--- start Text passage ---

Compartilhar via


Finding an easier way to reproduce a bug

 

We spent a good amount of time trying to reproduce the exact customer reported problem trying to repro the crash in the merge pages addin.  Theo and I sent about 8 emails backs and forth, and three testers here donated our time to try to solve this problem.  After the big clue that Theo was not seeing the crash with English settings and was only seeing it with Dutch, we set our test machines to use Dutch and still could not see the problem.

 

Suspecting the crash was due to some international setting, we started to change our regional settings to Spanish, Hindi, Chinese and Greek.  We managed to reproduce the problem with Greek but still did not know why the crash occurred.  As it turns out, it was the date format, but international characters or Unicode text could potentially have been a problem as well.

 

Jeff stepped through the debugger, found and fixed the  problem, which was the comma used as a numerical separator.

--- end Text passage ---
--- start Available data ---

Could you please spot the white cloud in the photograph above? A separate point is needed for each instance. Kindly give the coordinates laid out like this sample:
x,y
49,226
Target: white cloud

--- end Available data ---

■ Exercise: Continue the post about reproducing the add-in crash from where it stops. You won't need the material.

■ Output for this task:
 

Looking back on the bug in hindsight, there was a much simpler way to repro the crash.  On any machine, change the Windows regional settings to use a comma (or any character) as a decimal separator instead of a period.  Wham - crash.

 

One of the ongoing tasks in testing is to find the simplest way to reproduce a bug.  Those simple steps make it easy for anyone to verify the bug remains fixed during further (regression) testing.  For this example, I can regression test this bug on any machine now that I know there is a common Windows setting I can change to put the addin in the needed state.  With the original steps, I would (perhaps) have needed to install font support or other settings to get Windows to work with the UI for the language the repro steps called for.  Since I do not need to install anything, I can much more quickly regress the bug.  Plus, whoever is fixing the bug does not have to install any unneeded components, saving him or her time as well.

 

Minimal repro steps would have saved hours of time in this case (three testers, one customer, about two hours each to isolate) and could have resulted in a faster fix.  So we will apply the lesson learned and use it for our future testing.

 

Comments, concerns, questions and criticisms?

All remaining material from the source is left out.